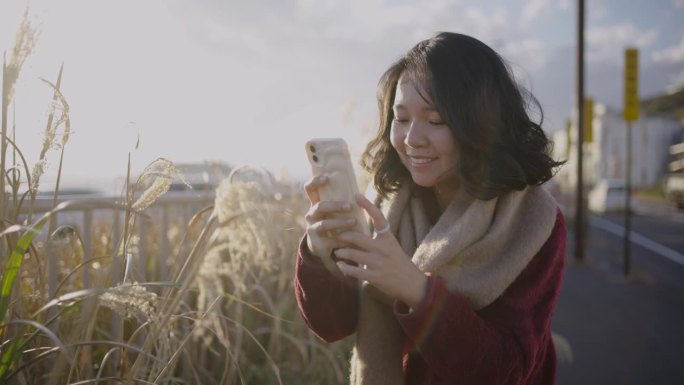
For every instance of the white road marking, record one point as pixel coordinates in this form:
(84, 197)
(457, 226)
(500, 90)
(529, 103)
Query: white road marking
(638, 239)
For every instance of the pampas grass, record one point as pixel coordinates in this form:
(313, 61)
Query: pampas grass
(84, 305)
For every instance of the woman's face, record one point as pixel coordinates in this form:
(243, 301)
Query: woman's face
(425, 144)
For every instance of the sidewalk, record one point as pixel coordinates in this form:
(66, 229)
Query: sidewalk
(622, 330)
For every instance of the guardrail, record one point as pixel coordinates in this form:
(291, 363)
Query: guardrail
(84, 212)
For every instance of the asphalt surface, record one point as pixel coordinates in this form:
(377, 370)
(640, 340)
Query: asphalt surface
(623, 329)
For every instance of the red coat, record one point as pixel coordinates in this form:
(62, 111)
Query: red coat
(446, 342)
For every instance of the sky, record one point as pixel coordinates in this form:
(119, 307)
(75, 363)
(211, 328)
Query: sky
(249, 81)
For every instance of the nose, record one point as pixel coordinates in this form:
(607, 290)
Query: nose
(415, 137)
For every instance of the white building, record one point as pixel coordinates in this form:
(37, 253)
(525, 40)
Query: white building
(605, 157)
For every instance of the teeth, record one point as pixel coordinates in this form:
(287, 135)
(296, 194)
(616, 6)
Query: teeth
(421, 160)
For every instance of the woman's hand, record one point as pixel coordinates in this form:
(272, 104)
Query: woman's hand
(322, 222)
(381, 261)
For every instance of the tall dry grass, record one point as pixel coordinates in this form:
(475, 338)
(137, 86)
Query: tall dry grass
(227, 315)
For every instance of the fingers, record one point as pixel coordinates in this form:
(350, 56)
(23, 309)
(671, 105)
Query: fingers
(326, 209)
(379, 221)
(355, 263)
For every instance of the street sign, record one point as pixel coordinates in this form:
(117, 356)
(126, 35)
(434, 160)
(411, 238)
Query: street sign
(588, 120)
(631, 105)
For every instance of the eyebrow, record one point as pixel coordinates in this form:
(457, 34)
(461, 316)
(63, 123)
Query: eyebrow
(402, 107)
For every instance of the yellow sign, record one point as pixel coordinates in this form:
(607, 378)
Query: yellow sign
(588, 136)
(631, 84)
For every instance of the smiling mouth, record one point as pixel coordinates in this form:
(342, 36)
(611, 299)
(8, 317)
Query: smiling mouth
(420, 160)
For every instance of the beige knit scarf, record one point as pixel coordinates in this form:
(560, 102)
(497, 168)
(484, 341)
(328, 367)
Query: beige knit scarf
(477, 247)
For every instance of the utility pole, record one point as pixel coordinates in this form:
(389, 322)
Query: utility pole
(631, 113)
(579, 204)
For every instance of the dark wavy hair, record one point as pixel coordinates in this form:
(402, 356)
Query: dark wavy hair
(500, 148)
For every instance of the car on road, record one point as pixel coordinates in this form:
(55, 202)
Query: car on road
(607, 195)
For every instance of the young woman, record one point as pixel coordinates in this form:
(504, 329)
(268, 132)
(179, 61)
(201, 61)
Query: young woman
(460, 279)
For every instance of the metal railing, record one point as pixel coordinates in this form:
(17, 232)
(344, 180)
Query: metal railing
(83, 213)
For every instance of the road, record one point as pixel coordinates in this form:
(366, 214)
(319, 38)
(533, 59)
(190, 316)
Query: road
(625, 329)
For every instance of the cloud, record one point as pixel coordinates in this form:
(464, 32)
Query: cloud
(606, 43)
(533, 9)
(673, 54)
(530, 52)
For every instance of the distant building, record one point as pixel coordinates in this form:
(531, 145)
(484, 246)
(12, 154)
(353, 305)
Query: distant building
(661, 125)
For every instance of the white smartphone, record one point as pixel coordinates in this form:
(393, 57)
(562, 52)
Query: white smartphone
(330, 157)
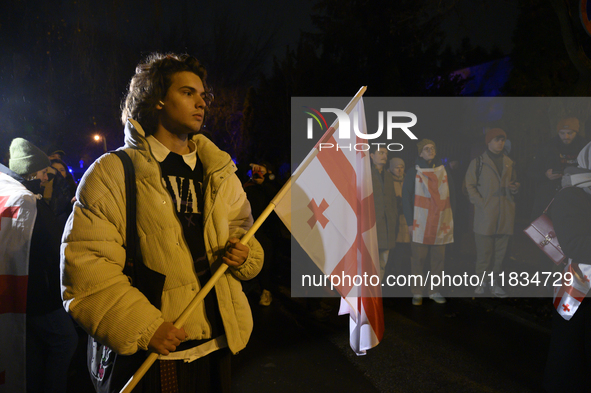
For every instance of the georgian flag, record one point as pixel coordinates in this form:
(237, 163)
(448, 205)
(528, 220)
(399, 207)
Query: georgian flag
(18, 209)
(433, 220)
(330, 212)
(568, 298)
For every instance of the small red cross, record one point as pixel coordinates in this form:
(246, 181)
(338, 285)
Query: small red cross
(10, 212)
(318, 215)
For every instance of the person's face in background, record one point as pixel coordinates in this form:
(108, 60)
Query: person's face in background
(42, 175)
(567, 136)
(60, 168)
(428, 152)
(258, 174)
(396, 169)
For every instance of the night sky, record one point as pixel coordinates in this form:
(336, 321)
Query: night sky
(64, 65)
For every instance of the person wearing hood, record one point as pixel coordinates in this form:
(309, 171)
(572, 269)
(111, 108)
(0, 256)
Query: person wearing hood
(51, 338)
(429, 215)
(384, 198)
(569, 352)
(191, 212)
(551, 160)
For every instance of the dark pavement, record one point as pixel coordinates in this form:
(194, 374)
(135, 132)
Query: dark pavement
(466, 345)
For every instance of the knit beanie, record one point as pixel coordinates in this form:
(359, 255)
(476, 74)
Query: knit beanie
(492, 134)
(570, 123)
(396, 161)
(26, 158)
(424, 143)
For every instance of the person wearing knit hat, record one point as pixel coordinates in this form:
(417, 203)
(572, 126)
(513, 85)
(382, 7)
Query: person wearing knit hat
(423, 143)
(550, 161)
(33, 233)
(491, 184)
(27, 160)
(493, 133)
(426, 238)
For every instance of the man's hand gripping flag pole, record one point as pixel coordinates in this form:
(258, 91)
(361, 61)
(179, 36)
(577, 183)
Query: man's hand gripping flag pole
(134, 380)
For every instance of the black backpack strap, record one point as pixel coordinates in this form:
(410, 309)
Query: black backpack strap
(131, 235)
(148, 281)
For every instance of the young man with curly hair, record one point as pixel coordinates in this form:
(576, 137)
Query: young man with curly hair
(191, 212)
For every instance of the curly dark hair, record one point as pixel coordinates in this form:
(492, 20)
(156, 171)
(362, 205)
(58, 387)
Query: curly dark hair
(151, 81)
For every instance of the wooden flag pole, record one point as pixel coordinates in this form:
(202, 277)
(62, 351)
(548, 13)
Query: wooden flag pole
(134, 380)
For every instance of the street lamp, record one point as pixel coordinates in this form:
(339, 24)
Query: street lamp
(98, 137)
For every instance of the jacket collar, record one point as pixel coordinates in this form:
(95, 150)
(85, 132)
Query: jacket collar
(6, 170)
(212, 158)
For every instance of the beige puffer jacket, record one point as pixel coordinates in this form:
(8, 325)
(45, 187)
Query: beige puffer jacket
(494, 204)
(97, 293)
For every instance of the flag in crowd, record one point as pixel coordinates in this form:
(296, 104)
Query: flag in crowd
(568, 297)
(18, 210)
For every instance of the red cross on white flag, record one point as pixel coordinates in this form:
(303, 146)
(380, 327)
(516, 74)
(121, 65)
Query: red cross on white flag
(18, 210)
(568, 298)
(433, 222)
(339, 235)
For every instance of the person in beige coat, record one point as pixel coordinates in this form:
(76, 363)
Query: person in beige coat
(491, 185)
(184, 234)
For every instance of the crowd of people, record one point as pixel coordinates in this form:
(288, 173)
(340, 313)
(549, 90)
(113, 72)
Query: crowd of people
(192, 211)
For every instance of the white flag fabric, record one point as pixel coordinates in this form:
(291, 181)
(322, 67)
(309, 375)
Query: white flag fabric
(18, 209)
(330, 212)
(569, 296)
(433, 223)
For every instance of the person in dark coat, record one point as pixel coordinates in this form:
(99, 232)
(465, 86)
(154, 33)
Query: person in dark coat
(260, 191)
(551, 160)
(51, 337)
(570, 350)
(384, 199)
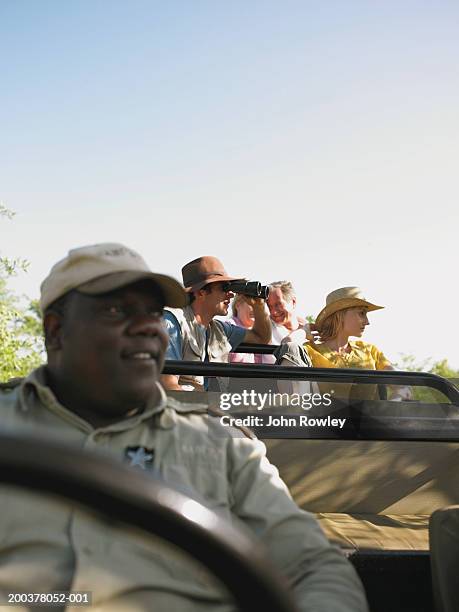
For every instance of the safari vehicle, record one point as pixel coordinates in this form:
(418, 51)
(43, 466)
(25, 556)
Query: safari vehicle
(372, 482)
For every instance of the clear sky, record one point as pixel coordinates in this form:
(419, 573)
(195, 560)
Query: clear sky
(316, 142)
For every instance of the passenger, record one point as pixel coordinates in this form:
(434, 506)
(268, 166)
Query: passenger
(100, 389)
(195, 334)
(243, 317)
(345, 316)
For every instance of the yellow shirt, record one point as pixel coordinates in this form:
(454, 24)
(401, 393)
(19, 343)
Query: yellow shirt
(362, 356)
(47, 545)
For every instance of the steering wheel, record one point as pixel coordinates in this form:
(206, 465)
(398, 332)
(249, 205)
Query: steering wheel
(138, 499)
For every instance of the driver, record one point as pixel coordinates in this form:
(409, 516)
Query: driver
(106, 342)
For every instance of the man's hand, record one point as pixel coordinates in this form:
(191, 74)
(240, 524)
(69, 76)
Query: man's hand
(261, 330)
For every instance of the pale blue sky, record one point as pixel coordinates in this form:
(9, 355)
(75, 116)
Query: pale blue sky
(312, 141)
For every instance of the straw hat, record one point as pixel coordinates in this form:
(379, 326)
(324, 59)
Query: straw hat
(204, 270)
(100, 268)
(345, 297)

§

■ **AIM**
Only the lines from the one containing "For every instance of the yellow shirt, record" to the end of the listing belong in the output, each reproduced exactly.

■ **OUTPUT OF THE EXERCISE**
For every instance of the yellow shirt, record one point as pixel coordinates in this form:
(454, 24)
(401, 393)
(19, 343)
Query: yellow shirt
(362, 356)
(47, 545)
For every instance of the steering wheel, record one point as pixel coordinates in this form:
(206, 465)
(398, 332)
(249, 205)
Query: steering wheel
(138, 499)
For every instance of the driver, record one point as pixel coordinates in this form:
(409, 516)
Query: driver
(106, 342)
For every instance of the man's hand, record one point as pixel coordinates in this form:
(191, 74)
(240, 524)
(69, 76)
Query: man's hand
(261, 330)
For every instance of the pale blue sky, record one point as pixel coordinates in this form:
(9, 355)
(75, 116)
Query: pale blue sky
(312, 141)
For every instance of the straw hat, record one point as pixel coordinates in this form:
(379, 326)
(324, 59)
Query: straw hat
(204, 270)
(100, 268)
(345, 297)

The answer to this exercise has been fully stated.